Your objective:
Look through the listing for the word "black". Copy each line that has it.

Supplied entries:
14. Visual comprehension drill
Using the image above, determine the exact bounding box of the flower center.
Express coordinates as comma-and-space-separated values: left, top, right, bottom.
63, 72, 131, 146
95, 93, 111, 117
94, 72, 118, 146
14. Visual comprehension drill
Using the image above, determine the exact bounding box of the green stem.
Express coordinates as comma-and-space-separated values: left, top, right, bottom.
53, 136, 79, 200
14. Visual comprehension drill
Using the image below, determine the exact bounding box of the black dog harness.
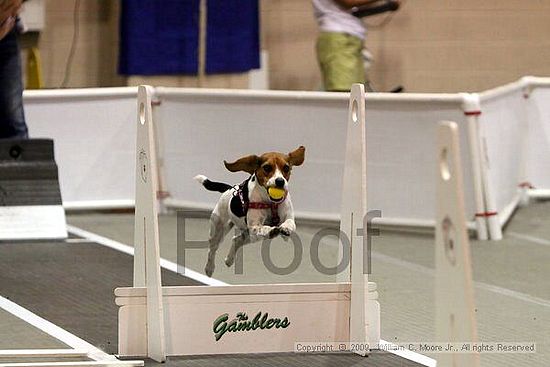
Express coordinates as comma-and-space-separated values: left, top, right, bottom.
230, 176, 285, 226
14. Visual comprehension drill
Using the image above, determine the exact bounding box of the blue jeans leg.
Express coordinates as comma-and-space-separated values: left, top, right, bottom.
0, 29, 28, 139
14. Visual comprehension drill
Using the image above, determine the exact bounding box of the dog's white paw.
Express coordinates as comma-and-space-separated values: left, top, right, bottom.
254, 225, 279, 239
279, 225, 292, 237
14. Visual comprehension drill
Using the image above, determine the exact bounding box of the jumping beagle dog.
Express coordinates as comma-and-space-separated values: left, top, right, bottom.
194, 146, 305, 277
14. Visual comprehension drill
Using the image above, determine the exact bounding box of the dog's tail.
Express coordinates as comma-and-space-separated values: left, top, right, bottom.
194, 175, 233, 193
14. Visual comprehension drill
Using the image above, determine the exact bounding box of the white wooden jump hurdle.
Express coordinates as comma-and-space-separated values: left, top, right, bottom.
435, 121, 479, 367
115, 85, 380, 362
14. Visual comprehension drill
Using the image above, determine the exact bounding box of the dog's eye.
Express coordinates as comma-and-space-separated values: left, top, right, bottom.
263, 164, 272, 173
283, 164, 290, 173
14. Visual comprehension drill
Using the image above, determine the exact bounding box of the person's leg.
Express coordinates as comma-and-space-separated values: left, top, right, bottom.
0, 29, 28, 139
316, 32, 365, 92
344, 34, 366, 87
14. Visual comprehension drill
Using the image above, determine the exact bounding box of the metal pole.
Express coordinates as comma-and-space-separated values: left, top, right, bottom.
198, 0, 207, 87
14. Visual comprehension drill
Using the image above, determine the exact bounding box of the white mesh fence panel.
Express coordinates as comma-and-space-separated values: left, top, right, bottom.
478, 89, 527, 218
525, 87, 550, 193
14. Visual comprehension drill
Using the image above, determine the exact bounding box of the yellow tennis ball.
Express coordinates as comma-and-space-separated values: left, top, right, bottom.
268, 187, 286, 200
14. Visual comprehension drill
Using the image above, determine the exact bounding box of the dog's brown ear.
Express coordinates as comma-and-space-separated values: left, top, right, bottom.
224, 155, 261, 174
287, 146, 305, 166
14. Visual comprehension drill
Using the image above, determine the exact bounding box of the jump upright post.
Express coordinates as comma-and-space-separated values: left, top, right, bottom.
115, 85, 378, 361
435, 121, 479, 367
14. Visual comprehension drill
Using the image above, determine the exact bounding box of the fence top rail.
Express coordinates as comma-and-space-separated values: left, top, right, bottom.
21, 86, 476, 106
156, 87, 465, 105
20, 75, 550, 104
479, 79, 526, 103
23, 87, 138, 101
156, 86, 347, 102
479, 76, 550, 102
524, 76, 550, 88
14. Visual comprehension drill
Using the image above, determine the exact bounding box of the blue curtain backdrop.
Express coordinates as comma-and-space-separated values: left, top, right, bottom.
119, 0, 260, 75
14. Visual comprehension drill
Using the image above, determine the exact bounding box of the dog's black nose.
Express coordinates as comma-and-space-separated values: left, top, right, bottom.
275, 178, 285, 188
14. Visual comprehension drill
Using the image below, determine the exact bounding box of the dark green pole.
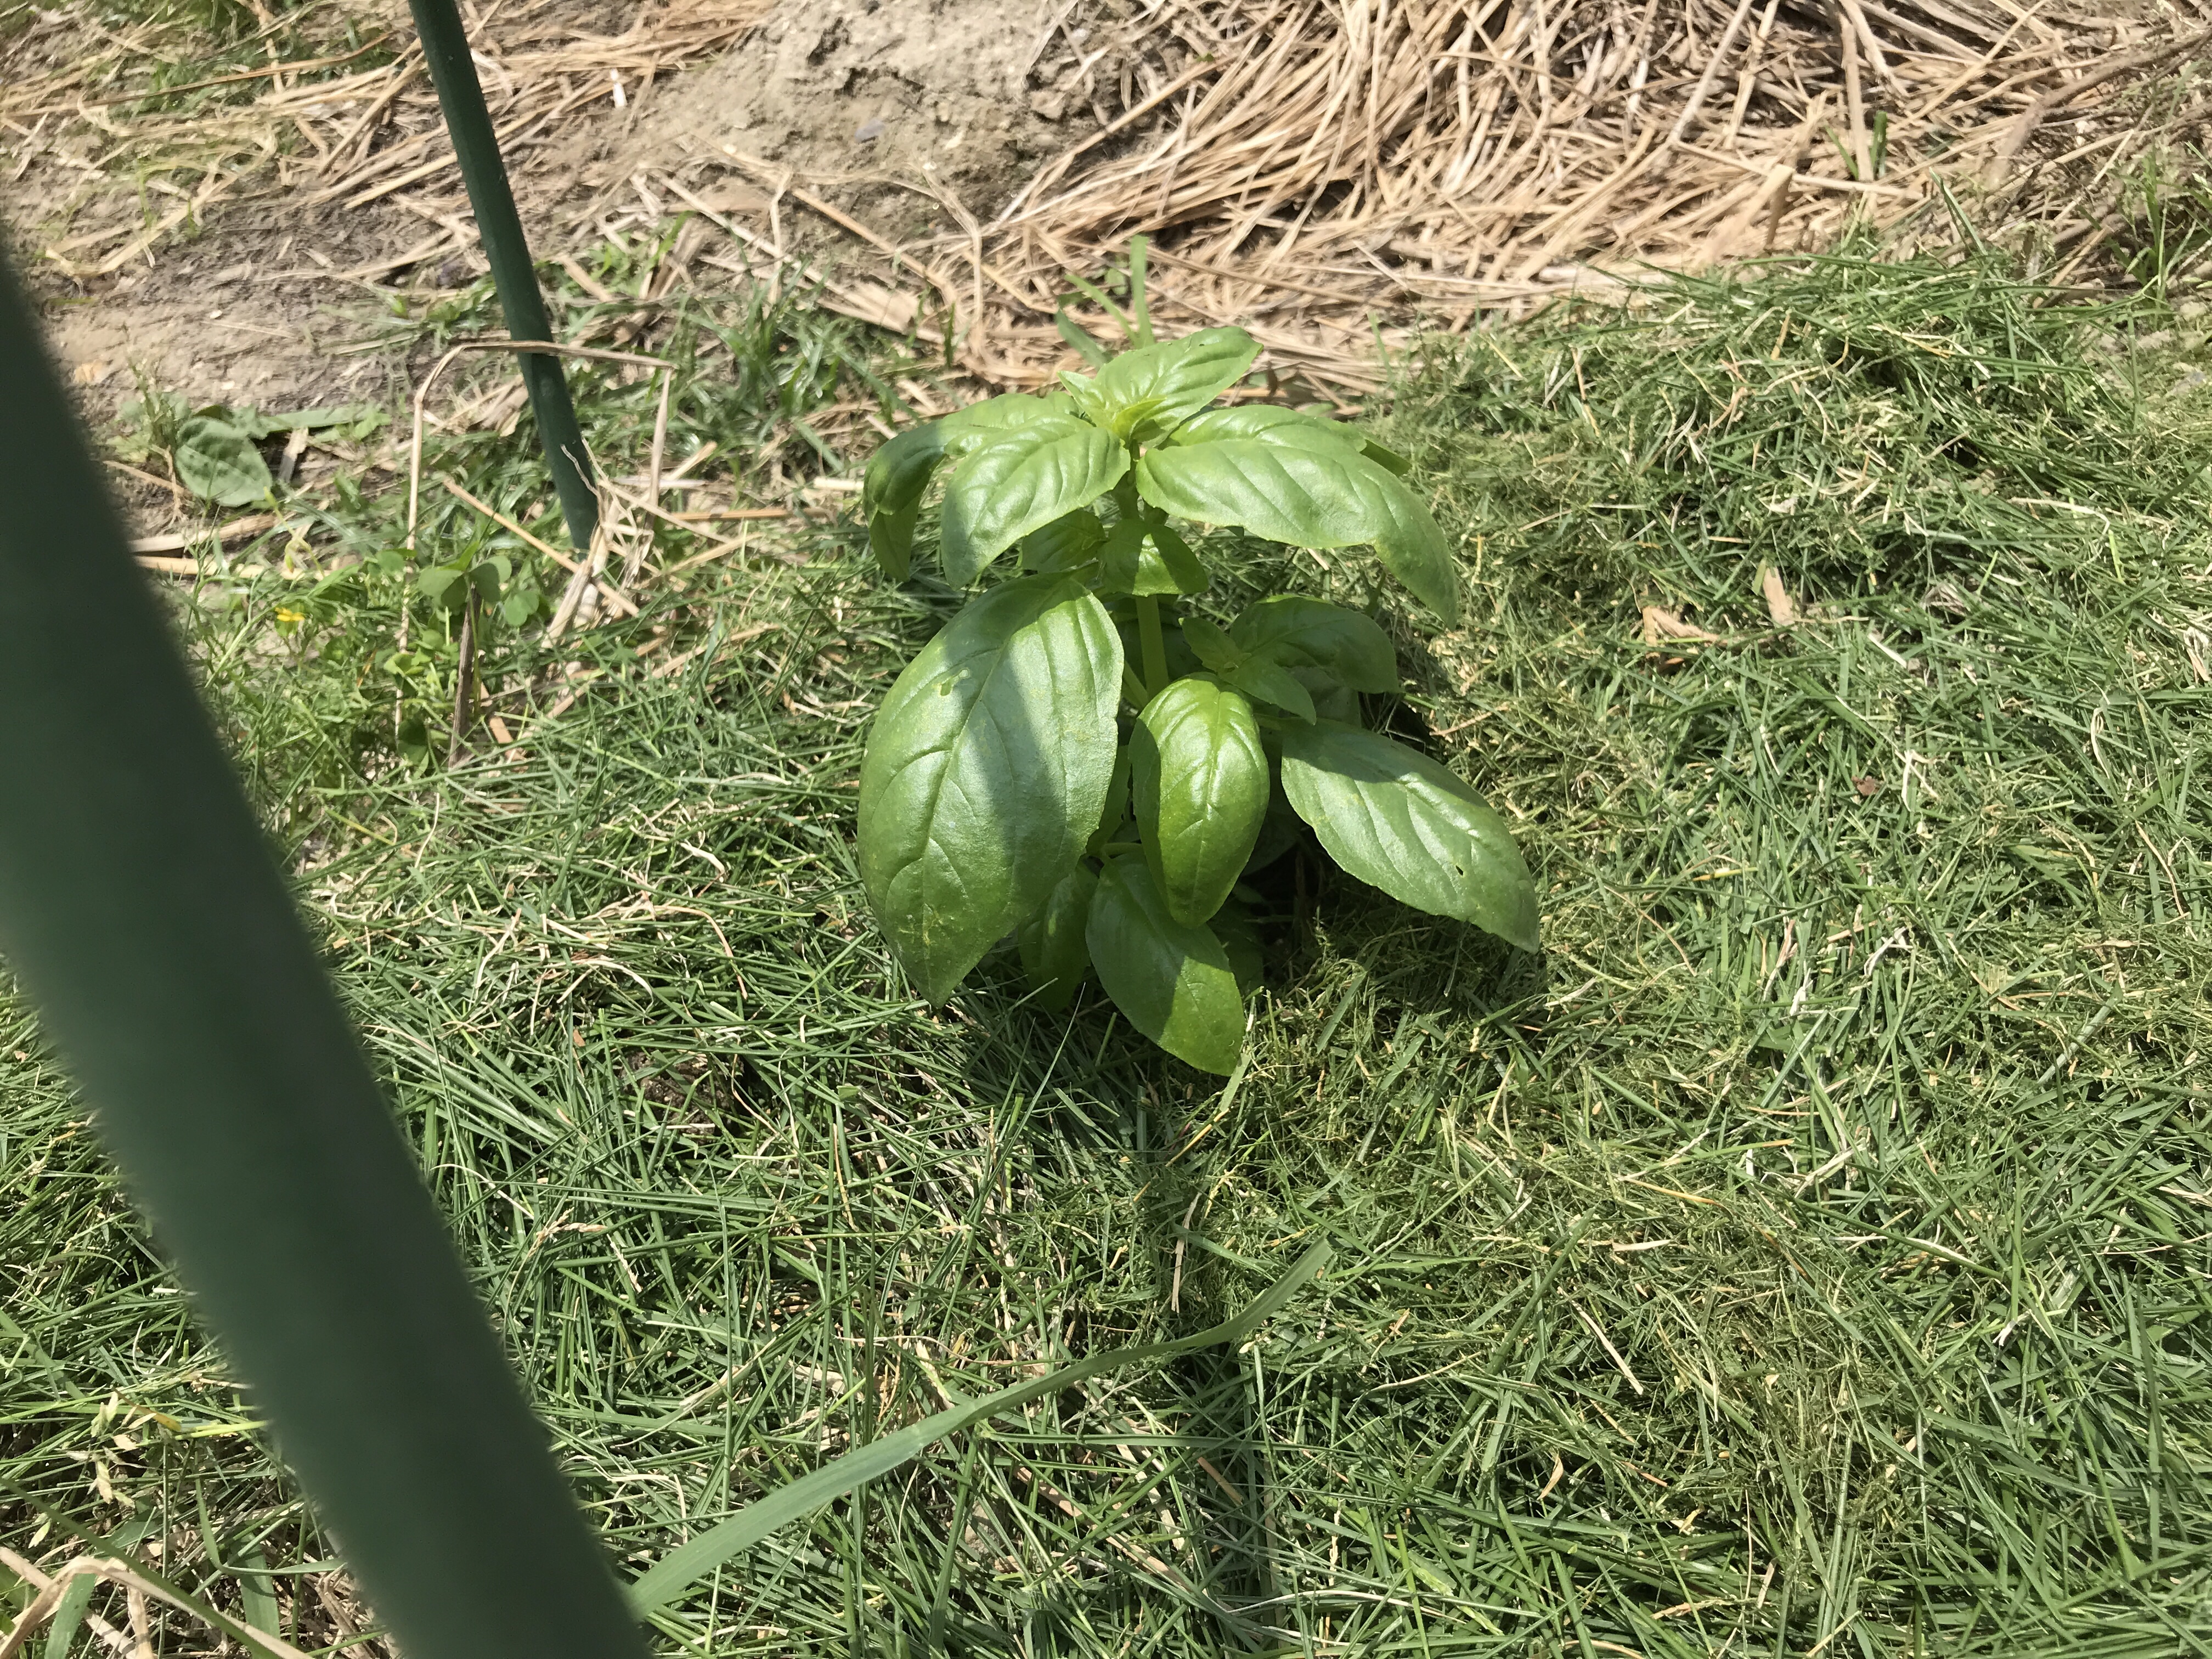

Response to this exercise:
Using the image below, determine the exact bounding box of the black dog harness.
Using the image above, determine the exact bounding box of the dog's black nose.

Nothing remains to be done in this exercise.